For each line in the data that includes "biker", make a copy.

Natural-language object grounding data

▬▬▬▬▬▬

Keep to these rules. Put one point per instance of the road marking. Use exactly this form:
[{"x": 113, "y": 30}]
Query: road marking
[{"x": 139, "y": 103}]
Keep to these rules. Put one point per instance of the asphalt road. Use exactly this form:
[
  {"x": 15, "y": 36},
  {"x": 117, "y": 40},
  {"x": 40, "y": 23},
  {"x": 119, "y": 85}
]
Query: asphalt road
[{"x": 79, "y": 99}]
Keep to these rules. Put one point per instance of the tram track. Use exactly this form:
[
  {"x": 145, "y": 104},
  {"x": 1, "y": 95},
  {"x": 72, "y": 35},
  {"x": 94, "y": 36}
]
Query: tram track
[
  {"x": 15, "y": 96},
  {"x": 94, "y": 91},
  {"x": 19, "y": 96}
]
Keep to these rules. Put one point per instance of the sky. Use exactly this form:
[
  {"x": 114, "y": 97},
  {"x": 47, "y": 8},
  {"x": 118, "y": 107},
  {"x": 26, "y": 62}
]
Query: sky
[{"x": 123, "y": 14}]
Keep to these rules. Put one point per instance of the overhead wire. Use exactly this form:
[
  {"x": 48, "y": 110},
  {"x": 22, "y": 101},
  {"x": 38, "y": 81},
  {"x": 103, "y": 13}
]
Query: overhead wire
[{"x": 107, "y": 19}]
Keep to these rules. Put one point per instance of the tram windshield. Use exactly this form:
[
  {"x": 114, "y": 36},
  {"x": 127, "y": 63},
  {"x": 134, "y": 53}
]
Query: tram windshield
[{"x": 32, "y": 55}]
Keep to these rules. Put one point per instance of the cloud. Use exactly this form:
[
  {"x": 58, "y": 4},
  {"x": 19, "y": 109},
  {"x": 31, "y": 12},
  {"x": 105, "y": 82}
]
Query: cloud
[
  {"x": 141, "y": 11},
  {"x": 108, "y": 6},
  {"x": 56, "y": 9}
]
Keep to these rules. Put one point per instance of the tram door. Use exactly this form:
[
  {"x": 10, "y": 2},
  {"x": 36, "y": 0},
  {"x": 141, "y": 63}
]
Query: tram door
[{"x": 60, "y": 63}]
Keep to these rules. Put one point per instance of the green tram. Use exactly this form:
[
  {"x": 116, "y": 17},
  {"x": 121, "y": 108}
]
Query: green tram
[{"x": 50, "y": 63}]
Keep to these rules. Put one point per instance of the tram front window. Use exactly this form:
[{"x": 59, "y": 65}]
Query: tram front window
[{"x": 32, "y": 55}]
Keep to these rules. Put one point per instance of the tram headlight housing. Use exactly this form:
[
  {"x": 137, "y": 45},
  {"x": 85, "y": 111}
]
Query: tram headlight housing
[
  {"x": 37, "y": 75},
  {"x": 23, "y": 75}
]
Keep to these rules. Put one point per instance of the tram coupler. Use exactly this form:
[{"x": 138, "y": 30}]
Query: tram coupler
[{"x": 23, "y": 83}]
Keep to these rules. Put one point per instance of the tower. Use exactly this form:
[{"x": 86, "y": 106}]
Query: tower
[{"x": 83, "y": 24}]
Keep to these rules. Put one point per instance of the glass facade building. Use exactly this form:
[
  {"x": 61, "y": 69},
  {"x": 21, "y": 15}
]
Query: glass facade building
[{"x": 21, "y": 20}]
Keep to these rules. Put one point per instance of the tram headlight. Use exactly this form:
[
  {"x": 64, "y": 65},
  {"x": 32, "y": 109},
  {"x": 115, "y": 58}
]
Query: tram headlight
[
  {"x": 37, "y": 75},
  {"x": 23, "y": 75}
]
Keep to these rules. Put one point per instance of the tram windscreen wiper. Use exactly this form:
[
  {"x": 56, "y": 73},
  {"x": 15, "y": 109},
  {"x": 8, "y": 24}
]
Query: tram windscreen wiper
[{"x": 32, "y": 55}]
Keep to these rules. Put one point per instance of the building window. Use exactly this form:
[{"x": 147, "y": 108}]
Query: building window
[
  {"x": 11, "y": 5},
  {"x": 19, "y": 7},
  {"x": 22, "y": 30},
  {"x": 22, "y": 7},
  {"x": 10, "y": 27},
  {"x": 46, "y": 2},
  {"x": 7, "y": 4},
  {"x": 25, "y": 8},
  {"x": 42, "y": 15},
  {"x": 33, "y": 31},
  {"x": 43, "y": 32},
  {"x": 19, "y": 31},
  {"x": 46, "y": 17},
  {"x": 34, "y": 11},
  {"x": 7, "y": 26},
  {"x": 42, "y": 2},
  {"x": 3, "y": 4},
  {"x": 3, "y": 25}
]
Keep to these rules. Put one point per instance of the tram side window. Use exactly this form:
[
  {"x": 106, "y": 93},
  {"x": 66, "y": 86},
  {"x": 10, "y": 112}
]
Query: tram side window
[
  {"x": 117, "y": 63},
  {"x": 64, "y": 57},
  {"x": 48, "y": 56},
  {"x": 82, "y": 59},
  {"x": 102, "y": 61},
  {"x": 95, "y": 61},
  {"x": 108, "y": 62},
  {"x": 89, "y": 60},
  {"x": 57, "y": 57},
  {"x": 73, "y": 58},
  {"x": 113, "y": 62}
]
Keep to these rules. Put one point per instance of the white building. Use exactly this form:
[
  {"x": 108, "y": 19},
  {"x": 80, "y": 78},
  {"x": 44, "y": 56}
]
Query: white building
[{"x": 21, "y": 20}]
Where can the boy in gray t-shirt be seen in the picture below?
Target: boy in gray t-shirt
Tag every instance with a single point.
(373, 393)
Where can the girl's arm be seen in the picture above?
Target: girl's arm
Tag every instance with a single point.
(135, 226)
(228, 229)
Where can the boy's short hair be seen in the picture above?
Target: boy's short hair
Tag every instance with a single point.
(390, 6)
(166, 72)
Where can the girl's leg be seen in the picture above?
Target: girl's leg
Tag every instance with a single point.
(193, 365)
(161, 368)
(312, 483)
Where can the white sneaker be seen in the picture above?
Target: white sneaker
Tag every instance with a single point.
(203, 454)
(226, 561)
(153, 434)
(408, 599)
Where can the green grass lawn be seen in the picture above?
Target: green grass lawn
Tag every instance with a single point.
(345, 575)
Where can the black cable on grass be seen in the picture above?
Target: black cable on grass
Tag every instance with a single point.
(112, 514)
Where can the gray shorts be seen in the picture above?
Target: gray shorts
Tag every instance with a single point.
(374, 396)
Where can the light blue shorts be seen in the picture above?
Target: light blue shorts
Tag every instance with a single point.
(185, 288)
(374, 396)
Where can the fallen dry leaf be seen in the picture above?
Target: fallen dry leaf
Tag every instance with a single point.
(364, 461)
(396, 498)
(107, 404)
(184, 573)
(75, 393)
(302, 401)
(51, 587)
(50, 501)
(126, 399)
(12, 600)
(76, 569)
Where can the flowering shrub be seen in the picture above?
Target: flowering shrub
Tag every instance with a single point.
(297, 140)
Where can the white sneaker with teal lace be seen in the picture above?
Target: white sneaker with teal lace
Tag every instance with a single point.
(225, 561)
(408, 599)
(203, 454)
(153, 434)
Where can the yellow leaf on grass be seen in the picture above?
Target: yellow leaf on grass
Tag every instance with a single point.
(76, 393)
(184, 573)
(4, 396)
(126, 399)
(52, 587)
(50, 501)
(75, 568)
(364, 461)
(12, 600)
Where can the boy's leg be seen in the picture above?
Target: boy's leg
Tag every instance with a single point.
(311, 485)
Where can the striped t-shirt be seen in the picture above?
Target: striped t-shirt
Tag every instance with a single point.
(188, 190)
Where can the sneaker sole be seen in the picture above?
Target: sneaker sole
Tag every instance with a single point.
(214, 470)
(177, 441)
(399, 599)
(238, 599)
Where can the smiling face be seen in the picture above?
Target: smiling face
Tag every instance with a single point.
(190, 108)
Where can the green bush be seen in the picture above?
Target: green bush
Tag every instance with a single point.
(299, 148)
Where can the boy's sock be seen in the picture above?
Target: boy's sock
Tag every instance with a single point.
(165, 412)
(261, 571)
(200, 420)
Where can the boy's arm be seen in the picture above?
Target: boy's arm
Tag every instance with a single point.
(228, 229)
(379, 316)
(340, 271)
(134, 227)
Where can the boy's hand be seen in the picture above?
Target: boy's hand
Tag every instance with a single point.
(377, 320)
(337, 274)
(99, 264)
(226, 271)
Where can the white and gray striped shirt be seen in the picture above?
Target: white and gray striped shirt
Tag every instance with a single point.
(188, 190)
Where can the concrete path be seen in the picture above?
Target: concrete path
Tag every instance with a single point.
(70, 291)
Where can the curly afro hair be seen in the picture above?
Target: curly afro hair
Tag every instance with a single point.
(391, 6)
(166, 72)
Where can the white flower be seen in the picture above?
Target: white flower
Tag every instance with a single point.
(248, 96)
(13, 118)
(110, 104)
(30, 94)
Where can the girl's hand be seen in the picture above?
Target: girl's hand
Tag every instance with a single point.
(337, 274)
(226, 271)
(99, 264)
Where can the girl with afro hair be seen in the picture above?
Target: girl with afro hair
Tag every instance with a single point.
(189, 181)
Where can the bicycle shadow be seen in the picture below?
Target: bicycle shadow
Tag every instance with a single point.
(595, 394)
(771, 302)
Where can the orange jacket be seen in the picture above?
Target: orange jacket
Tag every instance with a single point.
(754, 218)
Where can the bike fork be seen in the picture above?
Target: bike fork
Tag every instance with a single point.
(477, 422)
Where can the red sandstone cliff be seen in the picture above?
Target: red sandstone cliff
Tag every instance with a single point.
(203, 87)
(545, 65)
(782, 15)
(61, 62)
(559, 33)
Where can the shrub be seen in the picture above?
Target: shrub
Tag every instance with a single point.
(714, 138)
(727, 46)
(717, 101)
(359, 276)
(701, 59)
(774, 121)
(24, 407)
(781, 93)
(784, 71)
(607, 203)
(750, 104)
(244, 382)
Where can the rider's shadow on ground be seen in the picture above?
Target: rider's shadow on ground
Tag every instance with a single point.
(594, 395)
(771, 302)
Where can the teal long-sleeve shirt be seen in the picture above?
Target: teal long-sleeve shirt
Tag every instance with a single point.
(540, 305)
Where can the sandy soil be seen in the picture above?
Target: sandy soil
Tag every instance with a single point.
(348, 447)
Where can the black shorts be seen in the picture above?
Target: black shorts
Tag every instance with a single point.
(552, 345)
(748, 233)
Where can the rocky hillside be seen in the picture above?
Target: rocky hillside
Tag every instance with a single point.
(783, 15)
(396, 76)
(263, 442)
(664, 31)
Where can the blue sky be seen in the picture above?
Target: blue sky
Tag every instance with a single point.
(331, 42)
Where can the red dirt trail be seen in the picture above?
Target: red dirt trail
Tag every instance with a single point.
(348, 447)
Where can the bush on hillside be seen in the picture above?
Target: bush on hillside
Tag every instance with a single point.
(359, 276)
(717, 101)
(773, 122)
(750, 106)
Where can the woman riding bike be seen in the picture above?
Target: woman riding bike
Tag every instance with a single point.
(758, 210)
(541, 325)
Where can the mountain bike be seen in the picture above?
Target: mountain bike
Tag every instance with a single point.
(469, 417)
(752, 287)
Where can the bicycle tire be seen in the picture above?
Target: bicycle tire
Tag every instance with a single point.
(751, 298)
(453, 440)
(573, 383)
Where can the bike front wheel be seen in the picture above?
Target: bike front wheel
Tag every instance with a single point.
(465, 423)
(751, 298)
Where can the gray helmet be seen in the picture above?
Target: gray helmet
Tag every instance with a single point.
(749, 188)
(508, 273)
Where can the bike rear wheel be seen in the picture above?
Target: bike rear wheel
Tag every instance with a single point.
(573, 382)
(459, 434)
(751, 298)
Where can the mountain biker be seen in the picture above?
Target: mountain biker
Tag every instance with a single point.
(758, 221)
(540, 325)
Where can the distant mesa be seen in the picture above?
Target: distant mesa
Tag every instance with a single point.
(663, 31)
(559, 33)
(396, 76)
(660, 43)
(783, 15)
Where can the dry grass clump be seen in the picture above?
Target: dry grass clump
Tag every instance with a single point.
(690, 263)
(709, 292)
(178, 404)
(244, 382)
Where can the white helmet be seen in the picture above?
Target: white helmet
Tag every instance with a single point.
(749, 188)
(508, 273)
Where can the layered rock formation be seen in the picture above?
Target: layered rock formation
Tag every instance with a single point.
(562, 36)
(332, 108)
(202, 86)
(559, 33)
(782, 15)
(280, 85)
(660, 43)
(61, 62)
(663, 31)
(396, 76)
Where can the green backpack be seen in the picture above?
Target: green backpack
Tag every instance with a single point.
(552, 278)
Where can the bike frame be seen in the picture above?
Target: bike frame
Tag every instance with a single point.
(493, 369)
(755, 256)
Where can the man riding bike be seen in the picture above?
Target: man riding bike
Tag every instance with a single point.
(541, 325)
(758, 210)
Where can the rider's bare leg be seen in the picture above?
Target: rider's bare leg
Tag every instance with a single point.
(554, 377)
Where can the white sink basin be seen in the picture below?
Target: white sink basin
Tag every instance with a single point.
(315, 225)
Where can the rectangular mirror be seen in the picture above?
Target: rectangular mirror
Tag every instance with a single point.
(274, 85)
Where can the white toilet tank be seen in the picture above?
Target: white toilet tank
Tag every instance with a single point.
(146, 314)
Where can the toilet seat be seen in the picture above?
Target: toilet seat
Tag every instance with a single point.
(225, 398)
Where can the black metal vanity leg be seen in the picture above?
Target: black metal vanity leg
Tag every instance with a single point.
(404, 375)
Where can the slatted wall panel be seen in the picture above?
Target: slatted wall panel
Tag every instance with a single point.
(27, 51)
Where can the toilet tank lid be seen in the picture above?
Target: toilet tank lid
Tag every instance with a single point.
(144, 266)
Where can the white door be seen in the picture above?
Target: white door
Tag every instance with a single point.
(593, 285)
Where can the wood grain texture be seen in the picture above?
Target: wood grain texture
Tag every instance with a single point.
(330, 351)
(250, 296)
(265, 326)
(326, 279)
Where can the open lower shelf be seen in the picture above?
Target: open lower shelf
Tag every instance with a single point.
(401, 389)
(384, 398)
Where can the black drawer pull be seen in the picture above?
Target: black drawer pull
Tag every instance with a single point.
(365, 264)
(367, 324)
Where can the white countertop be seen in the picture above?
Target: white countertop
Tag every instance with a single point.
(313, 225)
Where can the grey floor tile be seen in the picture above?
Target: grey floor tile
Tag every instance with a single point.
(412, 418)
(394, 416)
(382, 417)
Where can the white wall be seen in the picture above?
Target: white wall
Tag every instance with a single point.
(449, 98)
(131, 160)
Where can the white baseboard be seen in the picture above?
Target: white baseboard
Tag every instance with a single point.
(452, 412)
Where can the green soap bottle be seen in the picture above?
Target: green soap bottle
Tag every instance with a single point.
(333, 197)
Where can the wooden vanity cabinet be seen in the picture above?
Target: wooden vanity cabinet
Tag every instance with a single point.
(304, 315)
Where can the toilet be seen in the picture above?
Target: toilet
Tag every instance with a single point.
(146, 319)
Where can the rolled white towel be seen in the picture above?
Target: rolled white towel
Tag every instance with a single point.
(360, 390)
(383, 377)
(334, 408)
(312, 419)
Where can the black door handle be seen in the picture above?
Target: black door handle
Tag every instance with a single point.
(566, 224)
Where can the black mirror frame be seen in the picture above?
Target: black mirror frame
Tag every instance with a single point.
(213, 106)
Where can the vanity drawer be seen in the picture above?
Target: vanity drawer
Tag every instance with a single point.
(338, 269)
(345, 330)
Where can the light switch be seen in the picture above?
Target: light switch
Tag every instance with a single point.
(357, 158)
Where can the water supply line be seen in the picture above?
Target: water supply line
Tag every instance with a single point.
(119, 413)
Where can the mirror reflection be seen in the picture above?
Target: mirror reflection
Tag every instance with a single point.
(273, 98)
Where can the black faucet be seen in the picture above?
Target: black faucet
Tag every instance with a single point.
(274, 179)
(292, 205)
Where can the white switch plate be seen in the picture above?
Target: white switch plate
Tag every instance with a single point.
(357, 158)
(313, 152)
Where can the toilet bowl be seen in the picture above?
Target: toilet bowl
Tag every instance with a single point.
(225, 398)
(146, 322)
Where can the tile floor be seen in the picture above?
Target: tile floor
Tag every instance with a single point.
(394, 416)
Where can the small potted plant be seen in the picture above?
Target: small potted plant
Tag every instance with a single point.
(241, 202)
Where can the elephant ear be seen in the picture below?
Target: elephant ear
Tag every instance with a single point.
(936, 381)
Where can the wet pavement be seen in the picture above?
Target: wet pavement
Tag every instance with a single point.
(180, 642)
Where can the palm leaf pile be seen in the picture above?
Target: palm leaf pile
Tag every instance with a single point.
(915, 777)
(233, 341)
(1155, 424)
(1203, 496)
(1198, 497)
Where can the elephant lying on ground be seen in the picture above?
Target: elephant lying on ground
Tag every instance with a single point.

▬▬▬▬▬▬

Task solution ::
Where can the mountain biker be seen in the picture above?
Target: mountain biker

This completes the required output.